- _Goal_:
Everything from the line with "line as [56,248]." through the last line of the records below should be copied exactly, both ends included.
☆ ☆ ☆ ☆ ☆
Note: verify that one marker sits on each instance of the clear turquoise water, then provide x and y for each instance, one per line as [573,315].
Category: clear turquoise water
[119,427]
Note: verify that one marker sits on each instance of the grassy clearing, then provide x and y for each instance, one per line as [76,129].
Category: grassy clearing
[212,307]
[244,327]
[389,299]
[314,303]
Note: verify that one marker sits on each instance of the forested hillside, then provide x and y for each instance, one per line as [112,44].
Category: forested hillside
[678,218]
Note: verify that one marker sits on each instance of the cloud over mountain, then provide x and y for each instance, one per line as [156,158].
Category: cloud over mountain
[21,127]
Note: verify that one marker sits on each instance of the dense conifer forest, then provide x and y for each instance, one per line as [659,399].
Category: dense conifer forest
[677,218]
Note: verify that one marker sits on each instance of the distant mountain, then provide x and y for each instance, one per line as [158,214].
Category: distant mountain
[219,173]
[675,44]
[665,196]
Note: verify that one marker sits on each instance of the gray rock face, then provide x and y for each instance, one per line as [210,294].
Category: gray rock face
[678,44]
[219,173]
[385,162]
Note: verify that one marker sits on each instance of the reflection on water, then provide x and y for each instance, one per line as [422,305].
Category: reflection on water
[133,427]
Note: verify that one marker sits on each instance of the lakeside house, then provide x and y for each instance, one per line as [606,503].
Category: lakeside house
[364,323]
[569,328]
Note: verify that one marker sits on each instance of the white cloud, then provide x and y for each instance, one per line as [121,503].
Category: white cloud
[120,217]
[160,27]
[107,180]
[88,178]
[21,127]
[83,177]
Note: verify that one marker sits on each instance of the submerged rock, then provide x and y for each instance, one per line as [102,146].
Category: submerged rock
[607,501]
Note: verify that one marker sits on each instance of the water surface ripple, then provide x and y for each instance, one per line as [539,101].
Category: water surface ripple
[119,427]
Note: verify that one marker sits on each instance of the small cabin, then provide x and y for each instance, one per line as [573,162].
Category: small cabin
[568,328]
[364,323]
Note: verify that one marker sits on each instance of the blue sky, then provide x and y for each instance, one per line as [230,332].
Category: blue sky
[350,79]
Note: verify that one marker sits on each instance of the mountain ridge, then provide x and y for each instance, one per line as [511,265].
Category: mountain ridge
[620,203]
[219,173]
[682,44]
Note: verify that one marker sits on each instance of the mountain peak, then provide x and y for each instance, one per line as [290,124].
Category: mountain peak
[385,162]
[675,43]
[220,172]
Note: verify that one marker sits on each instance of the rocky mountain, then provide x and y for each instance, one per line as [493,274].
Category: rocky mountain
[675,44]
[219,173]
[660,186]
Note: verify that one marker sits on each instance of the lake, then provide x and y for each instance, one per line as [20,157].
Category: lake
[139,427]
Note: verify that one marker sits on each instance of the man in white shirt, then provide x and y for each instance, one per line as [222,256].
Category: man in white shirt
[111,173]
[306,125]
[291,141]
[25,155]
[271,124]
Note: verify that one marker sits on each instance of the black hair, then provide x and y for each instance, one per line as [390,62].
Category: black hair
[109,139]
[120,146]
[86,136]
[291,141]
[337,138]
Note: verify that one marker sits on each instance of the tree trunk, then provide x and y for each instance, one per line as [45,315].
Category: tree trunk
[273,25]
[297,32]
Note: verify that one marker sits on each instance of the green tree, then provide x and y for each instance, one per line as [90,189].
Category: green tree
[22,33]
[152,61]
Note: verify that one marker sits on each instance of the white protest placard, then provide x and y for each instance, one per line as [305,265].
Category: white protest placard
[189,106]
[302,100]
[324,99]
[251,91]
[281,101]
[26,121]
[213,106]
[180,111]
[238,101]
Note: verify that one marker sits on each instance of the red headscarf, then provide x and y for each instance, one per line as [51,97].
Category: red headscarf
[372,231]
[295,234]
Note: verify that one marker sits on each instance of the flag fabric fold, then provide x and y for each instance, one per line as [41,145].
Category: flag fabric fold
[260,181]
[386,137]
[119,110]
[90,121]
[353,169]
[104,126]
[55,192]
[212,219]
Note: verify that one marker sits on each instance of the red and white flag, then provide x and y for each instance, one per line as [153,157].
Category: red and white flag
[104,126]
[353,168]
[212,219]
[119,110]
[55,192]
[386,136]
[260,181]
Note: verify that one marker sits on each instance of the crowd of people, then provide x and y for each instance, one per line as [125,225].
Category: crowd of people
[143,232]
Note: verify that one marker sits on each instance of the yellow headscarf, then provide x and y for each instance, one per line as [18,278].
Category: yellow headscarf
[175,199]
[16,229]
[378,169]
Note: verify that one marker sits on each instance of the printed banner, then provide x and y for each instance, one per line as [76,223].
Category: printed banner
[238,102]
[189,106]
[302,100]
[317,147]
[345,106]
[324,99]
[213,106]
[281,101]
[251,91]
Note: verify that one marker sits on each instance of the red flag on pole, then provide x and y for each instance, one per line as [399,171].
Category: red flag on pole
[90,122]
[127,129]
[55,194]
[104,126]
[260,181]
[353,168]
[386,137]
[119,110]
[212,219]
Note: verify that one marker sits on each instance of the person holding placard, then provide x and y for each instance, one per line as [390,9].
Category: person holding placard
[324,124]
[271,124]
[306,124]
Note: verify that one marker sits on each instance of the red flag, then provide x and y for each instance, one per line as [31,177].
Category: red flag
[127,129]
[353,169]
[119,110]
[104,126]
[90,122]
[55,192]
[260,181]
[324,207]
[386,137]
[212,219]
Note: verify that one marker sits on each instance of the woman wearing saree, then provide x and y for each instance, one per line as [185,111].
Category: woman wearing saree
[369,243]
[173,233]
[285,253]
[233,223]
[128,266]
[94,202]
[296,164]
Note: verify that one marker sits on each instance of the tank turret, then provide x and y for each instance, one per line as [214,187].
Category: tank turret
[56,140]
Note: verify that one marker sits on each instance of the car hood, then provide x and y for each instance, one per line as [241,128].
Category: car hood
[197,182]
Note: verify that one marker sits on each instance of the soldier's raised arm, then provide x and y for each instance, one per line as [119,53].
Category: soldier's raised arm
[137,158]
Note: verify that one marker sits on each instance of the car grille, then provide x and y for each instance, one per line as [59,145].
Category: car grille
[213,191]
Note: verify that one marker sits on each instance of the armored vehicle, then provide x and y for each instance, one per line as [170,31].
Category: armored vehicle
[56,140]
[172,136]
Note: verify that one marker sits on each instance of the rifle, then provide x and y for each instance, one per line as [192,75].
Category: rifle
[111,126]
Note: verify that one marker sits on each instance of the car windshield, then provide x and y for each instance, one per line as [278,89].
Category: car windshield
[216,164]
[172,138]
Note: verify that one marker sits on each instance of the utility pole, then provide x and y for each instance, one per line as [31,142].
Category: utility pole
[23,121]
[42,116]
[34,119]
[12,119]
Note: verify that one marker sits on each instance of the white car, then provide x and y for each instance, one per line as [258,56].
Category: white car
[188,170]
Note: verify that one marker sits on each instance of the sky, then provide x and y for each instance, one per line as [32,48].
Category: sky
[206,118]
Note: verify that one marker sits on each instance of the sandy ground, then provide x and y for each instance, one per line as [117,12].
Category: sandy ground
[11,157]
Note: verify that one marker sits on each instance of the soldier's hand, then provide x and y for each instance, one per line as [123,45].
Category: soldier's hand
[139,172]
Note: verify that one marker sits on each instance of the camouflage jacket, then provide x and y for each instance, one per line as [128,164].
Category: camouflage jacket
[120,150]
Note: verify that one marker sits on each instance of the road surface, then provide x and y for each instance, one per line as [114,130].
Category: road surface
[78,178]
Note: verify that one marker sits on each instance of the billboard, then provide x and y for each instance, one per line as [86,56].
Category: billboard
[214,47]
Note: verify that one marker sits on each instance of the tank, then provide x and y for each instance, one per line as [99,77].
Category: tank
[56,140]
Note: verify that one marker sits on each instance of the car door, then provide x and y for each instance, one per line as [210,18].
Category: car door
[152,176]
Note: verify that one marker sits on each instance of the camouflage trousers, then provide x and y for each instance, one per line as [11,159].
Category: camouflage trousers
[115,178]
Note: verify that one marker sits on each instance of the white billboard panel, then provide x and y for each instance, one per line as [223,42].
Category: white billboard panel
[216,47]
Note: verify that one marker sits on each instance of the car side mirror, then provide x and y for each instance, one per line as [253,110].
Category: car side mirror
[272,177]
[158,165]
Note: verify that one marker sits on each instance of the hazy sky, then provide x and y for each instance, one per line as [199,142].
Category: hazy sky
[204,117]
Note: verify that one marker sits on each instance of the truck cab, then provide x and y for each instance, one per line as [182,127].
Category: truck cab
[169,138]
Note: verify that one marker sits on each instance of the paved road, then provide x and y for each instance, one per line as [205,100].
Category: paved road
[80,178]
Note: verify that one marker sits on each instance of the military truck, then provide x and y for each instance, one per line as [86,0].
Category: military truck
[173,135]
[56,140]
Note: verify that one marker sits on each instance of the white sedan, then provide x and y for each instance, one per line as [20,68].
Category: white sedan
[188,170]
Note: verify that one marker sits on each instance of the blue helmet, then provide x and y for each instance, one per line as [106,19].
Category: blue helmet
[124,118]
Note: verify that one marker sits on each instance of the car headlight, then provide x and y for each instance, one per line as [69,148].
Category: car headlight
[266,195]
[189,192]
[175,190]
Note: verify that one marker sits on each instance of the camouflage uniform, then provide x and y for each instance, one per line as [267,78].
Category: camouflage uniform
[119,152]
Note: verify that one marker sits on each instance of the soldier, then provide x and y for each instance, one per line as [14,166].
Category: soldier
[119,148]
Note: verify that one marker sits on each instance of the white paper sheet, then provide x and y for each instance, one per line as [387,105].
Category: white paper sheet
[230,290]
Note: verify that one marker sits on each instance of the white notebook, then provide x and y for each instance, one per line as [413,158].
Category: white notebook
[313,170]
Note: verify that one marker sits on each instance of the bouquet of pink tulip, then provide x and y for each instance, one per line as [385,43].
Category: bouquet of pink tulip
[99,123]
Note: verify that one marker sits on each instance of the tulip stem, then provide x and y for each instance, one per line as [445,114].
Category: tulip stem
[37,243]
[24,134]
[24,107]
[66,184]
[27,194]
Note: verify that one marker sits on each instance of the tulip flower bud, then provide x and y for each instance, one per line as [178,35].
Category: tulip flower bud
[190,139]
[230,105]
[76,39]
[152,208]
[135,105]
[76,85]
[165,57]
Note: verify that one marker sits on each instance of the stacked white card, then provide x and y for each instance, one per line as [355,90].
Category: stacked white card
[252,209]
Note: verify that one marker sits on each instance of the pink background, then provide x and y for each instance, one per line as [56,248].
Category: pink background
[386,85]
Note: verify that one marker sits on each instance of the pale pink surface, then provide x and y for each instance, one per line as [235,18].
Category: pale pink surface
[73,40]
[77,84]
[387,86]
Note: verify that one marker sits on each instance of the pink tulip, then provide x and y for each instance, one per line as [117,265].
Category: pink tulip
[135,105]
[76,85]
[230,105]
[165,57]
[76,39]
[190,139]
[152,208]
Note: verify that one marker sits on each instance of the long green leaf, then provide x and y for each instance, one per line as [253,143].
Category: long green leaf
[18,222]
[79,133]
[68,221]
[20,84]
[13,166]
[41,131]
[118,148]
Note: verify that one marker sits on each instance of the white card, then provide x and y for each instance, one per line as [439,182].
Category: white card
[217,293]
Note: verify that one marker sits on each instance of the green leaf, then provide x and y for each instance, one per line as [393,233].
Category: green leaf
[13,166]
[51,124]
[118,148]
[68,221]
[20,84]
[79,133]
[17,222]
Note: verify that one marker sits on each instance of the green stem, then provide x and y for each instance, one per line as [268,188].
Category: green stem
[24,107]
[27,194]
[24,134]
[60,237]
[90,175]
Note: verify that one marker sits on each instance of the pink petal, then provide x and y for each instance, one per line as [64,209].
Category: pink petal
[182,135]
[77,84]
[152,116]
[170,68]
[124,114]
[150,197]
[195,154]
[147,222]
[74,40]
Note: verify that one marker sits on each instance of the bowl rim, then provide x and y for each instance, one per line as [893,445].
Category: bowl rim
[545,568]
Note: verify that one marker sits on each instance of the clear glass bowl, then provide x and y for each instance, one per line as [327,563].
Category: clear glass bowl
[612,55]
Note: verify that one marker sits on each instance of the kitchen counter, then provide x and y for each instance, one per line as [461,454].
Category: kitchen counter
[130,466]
☆ ☆ ☆ ☆ ☆
- _Response_:
Note: verify that one marker sits on each instance of the pink background, then provide x and y for each instance, one per line as [56,248].
Category: pink background
[386,85]
Note: verify that one marker sits on each instance of the pale pink surface, then provide x and y for each instance, one per line as [235,18].
Category: pale pink surface
[73,40]
[77,84]
[387,86]
Note: verify that one marker sits on each instance of the pink tulip, then provide x and y for each instance, one per line as [117,265].
Category: pink tulip
[135,105]
[76,85]
[230,105]
[165,57]
[76,39]
[190,139]
[152,208]
Note: verify that one marker sits on each instance of the long green leaf, then provide x and y for each instance, one per line as [253,143].
Category: long green leaf
[18,222]
[79,133]
[68,221]
[20,84]
[13,166]
[41,131]
[118,148]
Note: verify that one marker sits on each instance of the white card, then provide x and y for each instance, one per line as [439,182].
Category: white card
[217,293]
Note: verify that one marker sits on each instance of the green leaf, then provide x and y for each instance, one per line as [393,233].
Category: green leaf
[13,166]
[51,124]
[118,148]
[68,221]
[20,84]
[79,133]
[17,222]
Note: verify that one marker sits on each instance of the green stem, then provide x and y for each instance, one per line as [268,188].
Category: green stem
[24,107]
[27,194]
[24,134]
[60,237]
[90,175]
Note: verify that one marker sits on each instance of the pink petal, then provide x and y for each instance, one per line as [64,209].
Category: pink petal
[182,135]
[77,84]
[152,116]
[170,68]
[124,114]
[150,197]
[195,154]
[147,222]
[74,40]
Note: verify that one marker sits on each instance of the bowl rim, then provide x and y for each instance, one per line as [893,445].
Category: bowl rim
[545,568]
Note: verify that one marker sits on each instance of the clear glass bowl, then provide x and y for each instance, one per line as [327,563].
Category: clear glass bowl
[612,55]
Note: verify that one marker sits on each instance of the kitchen counter, then provide x and y for each instance, one per line as [461,454].
Category: kitchen counter
[130,466]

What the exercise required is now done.